* [What is asked] Lines before the one containing "Question. Indicate each instance of the house window" are left out; copy that line and every later line through the end of the data exactly.
-- The records start --
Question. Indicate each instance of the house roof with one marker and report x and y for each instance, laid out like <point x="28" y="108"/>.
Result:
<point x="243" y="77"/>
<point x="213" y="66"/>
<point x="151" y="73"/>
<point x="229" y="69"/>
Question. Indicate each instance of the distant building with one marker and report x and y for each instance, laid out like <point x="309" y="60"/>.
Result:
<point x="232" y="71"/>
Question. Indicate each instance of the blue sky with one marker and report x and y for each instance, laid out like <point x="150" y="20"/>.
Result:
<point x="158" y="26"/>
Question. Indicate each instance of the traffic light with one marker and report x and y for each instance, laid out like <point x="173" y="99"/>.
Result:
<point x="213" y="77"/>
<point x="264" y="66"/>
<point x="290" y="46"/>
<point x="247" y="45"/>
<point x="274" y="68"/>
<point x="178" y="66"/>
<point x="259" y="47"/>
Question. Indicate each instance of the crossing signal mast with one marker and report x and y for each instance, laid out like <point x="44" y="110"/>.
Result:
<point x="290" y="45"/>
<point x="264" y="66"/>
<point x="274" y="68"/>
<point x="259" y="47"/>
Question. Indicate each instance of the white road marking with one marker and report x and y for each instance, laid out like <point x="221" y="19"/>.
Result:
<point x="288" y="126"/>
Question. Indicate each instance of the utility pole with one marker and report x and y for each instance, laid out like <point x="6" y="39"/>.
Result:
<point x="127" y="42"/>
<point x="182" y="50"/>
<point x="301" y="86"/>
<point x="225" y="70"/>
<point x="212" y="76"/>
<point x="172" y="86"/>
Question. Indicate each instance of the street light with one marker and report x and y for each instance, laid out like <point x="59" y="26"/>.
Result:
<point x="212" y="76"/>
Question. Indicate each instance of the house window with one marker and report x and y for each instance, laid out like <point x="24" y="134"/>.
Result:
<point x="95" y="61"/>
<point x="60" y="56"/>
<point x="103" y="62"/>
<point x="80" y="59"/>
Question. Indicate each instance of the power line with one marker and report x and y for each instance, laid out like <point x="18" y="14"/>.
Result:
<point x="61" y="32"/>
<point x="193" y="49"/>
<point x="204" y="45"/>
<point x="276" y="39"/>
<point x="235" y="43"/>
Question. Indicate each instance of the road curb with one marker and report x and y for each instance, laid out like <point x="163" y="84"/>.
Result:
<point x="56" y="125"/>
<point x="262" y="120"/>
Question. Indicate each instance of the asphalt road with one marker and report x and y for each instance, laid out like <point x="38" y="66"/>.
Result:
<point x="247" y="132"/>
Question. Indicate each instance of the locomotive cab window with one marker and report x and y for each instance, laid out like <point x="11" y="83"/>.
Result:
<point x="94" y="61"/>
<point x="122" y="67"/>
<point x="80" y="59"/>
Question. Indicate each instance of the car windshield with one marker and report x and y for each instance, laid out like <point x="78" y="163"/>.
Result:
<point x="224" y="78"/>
-- The records end --
* [Result for this exercise]
Question. Indicate each instance of the house window with one marker and report x and y for each instance, laid out like <point x="24" y="134"/>.
Result:
<point x="95" y="61"/>
<point x="60" y="56"/>
<point x="103" y="62"/>
<point x="80" y="59"/>
Question. Indicate each instance of the power line with one marker and report x and y for each instance, laid out like <point x="18" y="14"/>.
Result:
<point x="61" y="32"/>
<point x="193" y="49"/>
<point x="204" y="45"/>
<point x="276" y="39"/>
<point x="235" y="43"/>
Question. Indicate each instance of the road curb with one marker and report x and y for each instance, laid out like <point x="163" y="84"/>.
Result:
<point x="56" y="125"/>
<point x="262" y="120"/>
Question. Indicate each instance of the asphalt road with one marker and report x and y for each instance, laid out like <point x="38" y="66"/>.
Result:
<point x="247" y="132"/>
Question. Indicate each instance of the locomotive cab window with one marker and report x and y for each instance, laid out like <point x="11" y="83"/>.
Result:
<point x="94" y="61"/>
<point x="122" y="67"/>
<point x="80" y="59"/>
Question. Indicate each instance of the car windshield with one marker and report x and y for each instance, laid out like <point x="78" y="163"/>.
Result:
<point x="224" y="78"/>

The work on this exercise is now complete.